*Problem details*
Put the entries below into a numbered list, with blank lines left out, covering only the part that opens with the line containing "Each instance receives one point. Mark the man's eyebrow" and closes at the end of the entries.

*Records shown*
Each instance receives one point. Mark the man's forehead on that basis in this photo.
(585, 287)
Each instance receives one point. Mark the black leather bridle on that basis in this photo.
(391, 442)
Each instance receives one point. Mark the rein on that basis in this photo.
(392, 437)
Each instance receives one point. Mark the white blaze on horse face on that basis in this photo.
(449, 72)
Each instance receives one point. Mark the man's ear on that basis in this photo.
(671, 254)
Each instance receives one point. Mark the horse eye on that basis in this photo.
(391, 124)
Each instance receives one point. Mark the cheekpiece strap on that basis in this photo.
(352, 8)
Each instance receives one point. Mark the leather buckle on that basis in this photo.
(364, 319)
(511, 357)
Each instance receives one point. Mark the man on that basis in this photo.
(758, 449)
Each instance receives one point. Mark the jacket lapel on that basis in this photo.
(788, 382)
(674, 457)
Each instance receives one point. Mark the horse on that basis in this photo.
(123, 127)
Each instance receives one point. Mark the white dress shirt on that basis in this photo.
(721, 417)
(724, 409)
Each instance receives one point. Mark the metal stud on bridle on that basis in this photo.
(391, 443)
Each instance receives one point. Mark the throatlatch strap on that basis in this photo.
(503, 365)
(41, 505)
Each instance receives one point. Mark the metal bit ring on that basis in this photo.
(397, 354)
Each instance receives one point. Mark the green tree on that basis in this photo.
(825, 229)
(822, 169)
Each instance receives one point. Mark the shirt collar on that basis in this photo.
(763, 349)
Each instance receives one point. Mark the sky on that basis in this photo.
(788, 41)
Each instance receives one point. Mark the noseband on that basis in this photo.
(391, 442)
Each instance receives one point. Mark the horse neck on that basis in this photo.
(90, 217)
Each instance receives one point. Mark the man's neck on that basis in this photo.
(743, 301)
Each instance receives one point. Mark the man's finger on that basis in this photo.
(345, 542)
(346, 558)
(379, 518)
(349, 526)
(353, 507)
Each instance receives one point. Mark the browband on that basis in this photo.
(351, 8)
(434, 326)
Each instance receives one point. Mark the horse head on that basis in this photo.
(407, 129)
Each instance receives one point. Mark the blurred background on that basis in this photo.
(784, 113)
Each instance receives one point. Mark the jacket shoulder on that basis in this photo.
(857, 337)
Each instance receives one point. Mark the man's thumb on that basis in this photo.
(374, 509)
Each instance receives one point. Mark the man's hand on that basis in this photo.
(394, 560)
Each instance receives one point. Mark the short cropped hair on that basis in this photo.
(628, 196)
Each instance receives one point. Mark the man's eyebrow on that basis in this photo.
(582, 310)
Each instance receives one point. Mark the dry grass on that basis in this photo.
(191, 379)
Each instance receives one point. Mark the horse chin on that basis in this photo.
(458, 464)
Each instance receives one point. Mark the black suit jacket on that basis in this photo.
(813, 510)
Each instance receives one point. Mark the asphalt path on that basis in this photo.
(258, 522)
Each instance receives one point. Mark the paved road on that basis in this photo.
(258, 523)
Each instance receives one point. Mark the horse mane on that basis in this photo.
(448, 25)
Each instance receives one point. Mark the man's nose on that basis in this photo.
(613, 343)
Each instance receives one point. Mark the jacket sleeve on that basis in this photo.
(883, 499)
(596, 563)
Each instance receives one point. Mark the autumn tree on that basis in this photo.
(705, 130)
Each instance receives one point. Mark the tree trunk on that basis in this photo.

*Output of the exercise*
1. Each instance receives one point. Mark the man's eyebrow on that basis in this photo.
2. (582, 310)
3. Each instance receives one point. Mark the dry grass on that basis in this photo.
4. (191, 379)
5. Each instance receives one point. Mark the horse chin on that basis in this photo.
6. (458, 464)
7. Each instance receives one point. Mark the black suit jacket on that basis in this photo.
8. (813, 510)
9. Each instance receives one point. Mark the asphalt path on that basis in this photo.
10. (258, 522)
11. Each instance receives one point. Mark the paved road on that basis in this photo.
12. (258, 523)
13. Each instance receives one point. Mark the horse mane on that basis in this photo.
14. (448, 25)
15. Each instance receives one point. Mark the man's nose on that basis in this photo.
16. (613, 343)
17. Each instance receives one point. Mark the jacket sleeve on that basis in this photo.
18. (883, 499)
19. (596, 563)
20. Each instance receives one point. Mark the autumn tree on that basis in this photo.
21. (705, 130)
22. Each instance receives one point. Mark the tree trunk on that basis in this photo.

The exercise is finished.